■ **CHALLENGE**: Retype the passage on the banking crisis word for word, from "Look it up.)" to "for decades longer.".

■ **TEXT BLOCK**:

+===+

Then a new round of economic crisis triggered by events in Europe—no, I’m
not making up any of this; look it up—pushed the US banking system over the
edge; as banks folded one after another, the basic trust that makes a
credit-based economy function evaporated; nobody could be sure if the bank that
received their deposits or their loans would still be there the next day, bank
runs followed, and the whole economy shuddered to a halt. Paychecks could not
be cashed, businesses could not pay their suppliers or get paid for their
products, and many of the negative consequences Korowicz sketches out duly
happened.
Could that happen again, on a global scale? You bet. It’s
the sequel, though, that didn’t get into Korowicz’ analysis. Faced with the
imminent reality of national collapse, the US government did not sit on its
hands, which is what those with the capacity to do something are always
required to do in fast collapse theories. Instead, it temporarily nationalized
the entire American banking system, declared that all assets held by the banks
were owned by the government until further notice, made private ownership of
gold by US citizens illegal, and ordered every scrap of gold in the country
much bigger than a wedding ring sold to the government at a fixed, below-market
price, with stiff legal penalties for anybody who tried to hang onto their gold
stash. (I’m not making up any of this, either.
Look it up.) Flush with seized bank assets and confiscated gold, the
government poured money into the nationalized banks, which could then meet
every demand for funds, stopping the panic in its tracks. Once stability
returned, the banks returned to private ownership and got their assets back,
though gold remained a government monopoly for decades longer.

+===+

■ **GIVEN MATERIAL**:

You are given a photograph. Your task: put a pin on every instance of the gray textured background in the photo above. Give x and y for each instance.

+===+

■ **TASK SOLUTION**:
Look it up.) Flush with seized bank assets and confiscated gold, the
government poured money into the nationalized banks, which could then meet
every demand for funds, stopping the panic in its tracks. Once stability
returned, the banks returned to private ownership and got their assets back,
though gold remained a government monopoly for decades longer.